Take each line of the records below that contains the string "shirt" and copy it.

Dataset entries:
*** Block opens ***

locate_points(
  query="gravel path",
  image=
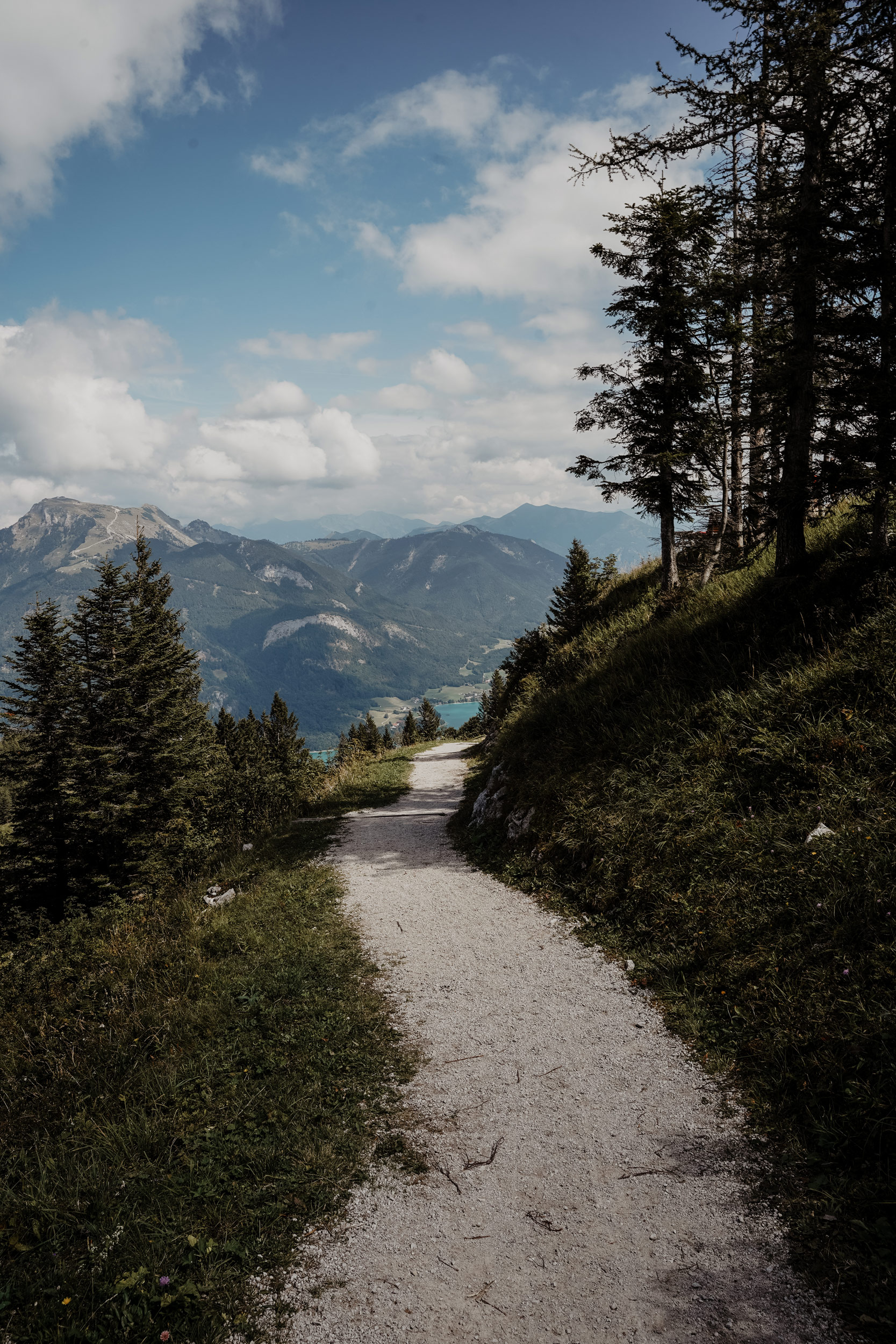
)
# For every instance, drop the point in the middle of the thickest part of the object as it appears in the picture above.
(582, 1186)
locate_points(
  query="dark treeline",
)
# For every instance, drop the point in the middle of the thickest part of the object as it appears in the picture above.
(114, 777)
(758, 386)
(539, 655)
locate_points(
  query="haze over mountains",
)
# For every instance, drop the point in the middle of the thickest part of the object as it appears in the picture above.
(265, 617)
(625, 535)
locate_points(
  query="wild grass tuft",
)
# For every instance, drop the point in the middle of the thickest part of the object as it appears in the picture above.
(184, 1090)
(677, 767)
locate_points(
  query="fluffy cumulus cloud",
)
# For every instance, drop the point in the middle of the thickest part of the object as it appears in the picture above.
(65, 398)
(447, 373)
(297, 346)
(74, 68)
(71, 423)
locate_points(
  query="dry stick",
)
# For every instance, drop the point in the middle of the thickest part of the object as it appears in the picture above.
(652, 1171)
(445, 1173)
(483, 1162)
(483, 1299)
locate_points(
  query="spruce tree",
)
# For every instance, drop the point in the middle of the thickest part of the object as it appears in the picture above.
(38, 765)
(409, 733)
(658, 398)
(103, 735)
(575, 597)
(370, 734)
(431, 722)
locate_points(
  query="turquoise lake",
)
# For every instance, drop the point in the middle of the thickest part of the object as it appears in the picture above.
(456, 716)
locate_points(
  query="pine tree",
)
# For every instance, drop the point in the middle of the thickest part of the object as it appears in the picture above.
(658, 398)
(409, 732)
(103, 726)
(38, 765)
(431, 722)
(574, 600)
(371, 734)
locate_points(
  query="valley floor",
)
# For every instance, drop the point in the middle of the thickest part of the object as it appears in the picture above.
(583, 1183)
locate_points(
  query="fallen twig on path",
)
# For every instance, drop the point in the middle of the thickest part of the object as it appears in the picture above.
(543, 1221)
(469, 1163)
(445, 1173)
(652, 1171)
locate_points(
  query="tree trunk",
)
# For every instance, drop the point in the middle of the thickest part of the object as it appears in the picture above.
(884, 464)
(793, 492)
(668, 531)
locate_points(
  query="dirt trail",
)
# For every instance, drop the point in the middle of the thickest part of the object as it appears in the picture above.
(582, 1186)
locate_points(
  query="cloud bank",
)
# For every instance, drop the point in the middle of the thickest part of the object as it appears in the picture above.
(77, 68)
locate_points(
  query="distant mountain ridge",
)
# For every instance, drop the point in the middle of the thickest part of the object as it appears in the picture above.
(265, 619)
(617, 533)
(462, 573)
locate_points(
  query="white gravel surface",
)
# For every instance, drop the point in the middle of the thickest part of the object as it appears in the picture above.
(582, 1184)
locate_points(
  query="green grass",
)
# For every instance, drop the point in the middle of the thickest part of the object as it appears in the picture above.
(184, 1090)
(677, 756)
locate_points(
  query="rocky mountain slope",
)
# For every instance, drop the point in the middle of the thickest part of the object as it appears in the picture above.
(269, 619)
(462, 573)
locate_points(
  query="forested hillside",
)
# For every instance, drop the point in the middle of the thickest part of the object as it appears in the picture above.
(267, 620)
(699, 757)
(664, 775)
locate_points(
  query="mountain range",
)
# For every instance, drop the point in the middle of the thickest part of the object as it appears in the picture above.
(332, 639)
(617, 533)
(465, 574)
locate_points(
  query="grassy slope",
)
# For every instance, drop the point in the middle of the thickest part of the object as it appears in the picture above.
(676, 769)
(184, 1089)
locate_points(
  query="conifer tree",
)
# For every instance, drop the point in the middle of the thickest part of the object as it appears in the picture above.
(431, 722)
(371, 734)
(657, 399)
(409, 733)
(38, 764)
(575, 597)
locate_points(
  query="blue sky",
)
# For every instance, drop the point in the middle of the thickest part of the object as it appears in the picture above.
(275, 260)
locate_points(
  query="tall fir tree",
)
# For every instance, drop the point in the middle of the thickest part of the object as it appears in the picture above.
(657, 399)
(409, 733)
(38, 765)
(574, 600)
(431, 722)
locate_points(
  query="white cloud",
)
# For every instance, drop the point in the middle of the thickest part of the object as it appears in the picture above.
(71, 424)
(291, 167)
(447, 373)
(77, 68)
(405, 397)
(297, 346)
(449, 104)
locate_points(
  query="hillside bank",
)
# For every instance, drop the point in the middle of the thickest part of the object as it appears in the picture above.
(187, 1089)
(671, 764)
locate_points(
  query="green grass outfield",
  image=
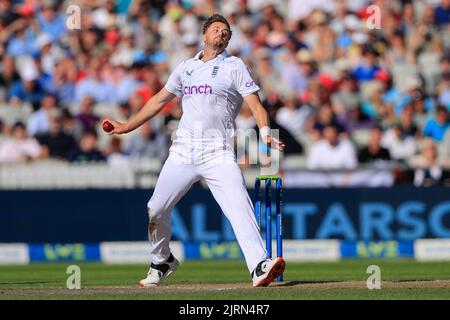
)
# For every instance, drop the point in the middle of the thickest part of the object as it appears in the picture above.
(401, 279)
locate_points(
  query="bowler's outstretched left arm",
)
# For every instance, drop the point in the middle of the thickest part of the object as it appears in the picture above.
(262, 120)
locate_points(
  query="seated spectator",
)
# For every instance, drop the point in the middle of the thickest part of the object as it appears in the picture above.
(87, 150)
(28, 89)
(147, 144)
(428, 171)
(354, 119)
(86, 117)
(367, 68)
(20, 147)
(436, 127)
(374, 151)
(407, 122)
(325, 117)
(332, 152)
(8, 78)
(400, 146)
(50, 21)
(130, 83)
(347, 95)
(56, 141)
(292, 115)
(442, 13)
(95, 86)
(115, 156)
(39, 121)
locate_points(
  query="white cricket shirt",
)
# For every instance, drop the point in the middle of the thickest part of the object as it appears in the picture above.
(212, 94)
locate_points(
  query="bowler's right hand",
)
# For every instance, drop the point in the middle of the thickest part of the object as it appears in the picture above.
(119, 128)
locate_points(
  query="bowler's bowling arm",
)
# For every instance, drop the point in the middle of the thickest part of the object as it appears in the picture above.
(151, 108)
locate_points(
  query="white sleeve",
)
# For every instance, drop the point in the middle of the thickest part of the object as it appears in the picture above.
(174, 84)
(243, 80)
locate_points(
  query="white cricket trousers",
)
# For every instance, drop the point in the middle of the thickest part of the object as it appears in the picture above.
(224, 179)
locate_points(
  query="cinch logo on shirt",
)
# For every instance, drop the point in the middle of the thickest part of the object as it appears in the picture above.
(202, 89)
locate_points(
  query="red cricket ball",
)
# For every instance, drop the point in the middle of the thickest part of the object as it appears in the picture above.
(107, 126)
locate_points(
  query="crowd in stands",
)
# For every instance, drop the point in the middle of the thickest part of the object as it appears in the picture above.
(342, 90)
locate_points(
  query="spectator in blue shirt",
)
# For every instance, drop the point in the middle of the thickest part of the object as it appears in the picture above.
(95, 86)
(437, 126)
(442, 12)
(49, 21)
(368, 67)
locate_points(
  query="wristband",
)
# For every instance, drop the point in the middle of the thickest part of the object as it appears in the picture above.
(264, 131)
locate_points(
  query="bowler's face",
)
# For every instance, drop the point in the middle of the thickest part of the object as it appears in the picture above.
(217, 35)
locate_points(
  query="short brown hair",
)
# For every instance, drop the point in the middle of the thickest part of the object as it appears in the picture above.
(215, 18)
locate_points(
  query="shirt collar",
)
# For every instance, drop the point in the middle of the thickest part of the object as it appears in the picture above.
(224, 54)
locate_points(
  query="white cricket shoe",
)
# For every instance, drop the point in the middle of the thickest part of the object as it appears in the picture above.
(266, 271)
(158, 272)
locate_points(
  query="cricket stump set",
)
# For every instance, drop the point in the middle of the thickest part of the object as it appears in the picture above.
(268, 212)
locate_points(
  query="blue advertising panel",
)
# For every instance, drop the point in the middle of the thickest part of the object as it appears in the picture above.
(92, 216)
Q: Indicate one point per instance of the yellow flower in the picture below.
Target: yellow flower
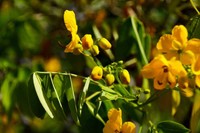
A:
(104, 44)
(114, 123)
(196, 70)
(52, 65)
(177, 45)
(87, 41)
(94, 50)
(97, 73)
(125, 76)
(110, 79)
(186, 86)
(163, 71)
(70, 23)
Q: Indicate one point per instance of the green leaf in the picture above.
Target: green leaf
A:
(108, 96)
(83, 95)
(172, 127)
(42, 97)
(33, 100)
(71, 99)
(55, 99)
(7, 91)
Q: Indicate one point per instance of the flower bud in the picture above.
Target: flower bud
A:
(87, 41)
(94, 50)
(97, 73)
(104, 44)
(110, 78)
(125, 76)
(78, 49)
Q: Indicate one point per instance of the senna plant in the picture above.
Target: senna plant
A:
(109, 94)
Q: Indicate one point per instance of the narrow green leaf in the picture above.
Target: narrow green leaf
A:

*** Block closes ***

## [Worked solution]
  query="white cricket shirt",
  query="cinch logo on shirt",
  query="spectator in blue shirt",
  query="shirt collar",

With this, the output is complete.